• [Directions] Leave the pictures out and restate every line below exactly.

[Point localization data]
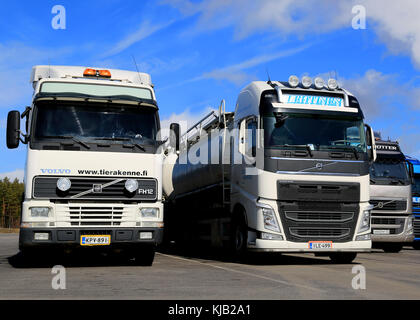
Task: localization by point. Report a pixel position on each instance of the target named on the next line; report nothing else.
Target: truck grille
(389, 205)
(94, 189)
(95, 215)
(319, 216)
(329, 221)
(320, 232)
(100, 216)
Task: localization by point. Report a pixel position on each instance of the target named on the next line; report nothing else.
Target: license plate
(381, 231)
(96, 240)
(320, 245)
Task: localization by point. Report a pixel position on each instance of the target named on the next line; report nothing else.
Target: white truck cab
(302, 180)
(93, 168)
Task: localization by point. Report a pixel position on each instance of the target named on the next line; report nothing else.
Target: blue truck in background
(416, 201)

• [Answer to this task]
Task: localization by point. Report a pixel position on each instance of the target named on the next line; report nothing else.
Target: truck grille
(389, 205)
(94, 189)
(95, 215)
(319, 216)
(329, 221)
(320, 232)
(100, 216)
Task: localization by point. Report a pixel position on each instance of the target named on the next line; report nothing else.
Target: license plate
(381, 231)
(96, 240)
(320, 245)
Task: localization by point. Report a pixel position on each instance of the target named on the next line; report nothing else.
Target: white truck cab
(302, 180)
(93, 168)
Task: localization by point. Report a pixel position on each instance of the target named on the next line; report nothing else.
Target: blue truck in background
(416, 201)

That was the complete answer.